* Obiettivo dell'esercizio *
Riscrivi per intero le righe seguenti, cambiando "decorative bowl" in "ornamental bowl" e lasciando invariato tutto il resto.
---------- Dati estratti
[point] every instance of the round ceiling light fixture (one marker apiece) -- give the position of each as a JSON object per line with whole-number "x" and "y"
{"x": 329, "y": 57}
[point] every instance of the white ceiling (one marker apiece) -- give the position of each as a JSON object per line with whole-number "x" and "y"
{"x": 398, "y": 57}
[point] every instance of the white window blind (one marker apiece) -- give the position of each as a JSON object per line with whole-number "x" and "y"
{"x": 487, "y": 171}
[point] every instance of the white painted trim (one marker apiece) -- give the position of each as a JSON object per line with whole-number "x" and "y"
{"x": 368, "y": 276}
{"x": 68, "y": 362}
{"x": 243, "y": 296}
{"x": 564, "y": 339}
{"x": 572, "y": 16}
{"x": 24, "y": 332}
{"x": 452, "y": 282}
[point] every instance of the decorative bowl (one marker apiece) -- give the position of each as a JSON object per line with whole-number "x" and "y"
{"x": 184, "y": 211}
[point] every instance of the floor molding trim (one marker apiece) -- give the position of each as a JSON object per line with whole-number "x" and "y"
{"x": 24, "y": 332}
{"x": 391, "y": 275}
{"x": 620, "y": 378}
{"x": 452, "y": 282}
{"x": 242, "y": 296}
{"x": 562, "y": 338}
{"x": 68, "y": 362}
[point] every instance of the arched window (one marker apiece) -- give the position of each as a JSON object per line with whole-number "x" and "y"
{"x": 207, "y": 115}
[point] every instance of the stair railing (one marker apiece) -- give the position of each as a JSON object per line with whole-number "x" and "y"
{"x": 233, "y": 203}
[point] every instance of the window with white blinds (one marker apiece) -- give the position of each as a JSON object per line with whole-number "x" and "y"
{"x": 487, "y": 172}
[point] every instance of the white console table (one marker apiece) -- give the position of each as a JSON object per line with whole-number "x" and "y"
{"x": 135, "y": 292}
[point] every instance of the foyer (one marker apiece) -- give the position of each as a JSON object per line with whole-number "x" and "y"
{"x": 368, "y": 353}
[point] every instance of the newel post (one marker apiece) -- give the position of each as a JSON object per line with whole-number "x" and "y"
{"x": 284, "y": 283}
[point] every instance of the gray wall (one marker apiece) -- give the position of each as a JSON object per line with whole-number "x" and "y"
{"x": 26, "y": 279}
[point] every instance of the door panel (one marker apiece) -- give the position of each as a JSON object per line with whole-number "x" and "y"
--------------------
* Risultato del compito *
[point] every instance of the round ceiling light fixture (one marker apiece) -- give the position of each as a JSON object per line with whole-number "x" and "y"
{"x": 329, "y": 57}
[point] every instance of the white ceiling (one marker apiece) -- give the position of each as a JSON object per line with whole-number "x" and "y"
{"x": 398, "y": 57}
[point] every instance of the white window blind (one marker apiece) -- give the position of each as a JSON object per line with whole-number "x" and "y"
{"x": 487, "y": 171}
[point] every instance of the white painted trim (one marker apiece) -- give the position of each as a JSON object per line with whole-number "x" and "y"
{"x": 368, "y": 276}
{"x": 68, "y": 362}
{"x": 243, "y": 296}
{"x": 564, "y": 339}
{"x": 572, "y": 16}
{"x": 24, "y": 332}
{"x": 452, "y": 282}
[point] every instance of the ornamental bowl (one marker apiece) -- give the position of each as a JSON object per line with whole-number "x" and "y"
{"x": 184, "y": 211}
[point] every instance of the floor molding trim (one marker apiece) -- give the position of each as a JSON object per line with whole-number "x" and "y"
{"x": 24, "y": 332}
{"x": 391, "y": 275}
{"x": 620, "y": 378}
{"x": 452, "y": 282}
{"x": 242, "y": 296}
{"x": 562, "y": 338}
{"x": 68, "y": 362}
[point] every instance of the arched window (one marker apiece) -- give the position of each as a JSON object per line with whole-number "x" and "y"
{"x": 207, "y": 115}
[point] every instance of the stair railing (one marker apiece) -- give the position of each as a JSON object per line with whole-number "x" and "y"
{"x": 233, "y": 203}
[point] every instance of the window with white blinds (one marker apiece) -- give the position of each as a JSON object per line with whole-number "x" and "y"
{"x": 487, "y": 172}
[point] every instance of the white console table (one marker apiece) -- give the position of each as a JSON object per line with whole-number "x" and "y"
{"x": 135, "y": 292}
[point] every instance of the foyer (one marker apiece) -- give the position of each as a JSON object per line with whole-number "x" and "y"
{"x": 368, "y": 353}
[point] every instance of the newel post (one marker apiece) -- give the position of each as a JSON object per line with whole-number "x" and "y"
{"x": 284, "y": 283}
[point] every instance of the gray wall (one marker apiece) -- give the position of each as a JSON object per line with whole-number "x" and "y"
{"x": 26, "y": 279}
[point] every instance of the door panel (one marker apiece) -- give the position of each as a JSON object per line with whole-number "x" and "y"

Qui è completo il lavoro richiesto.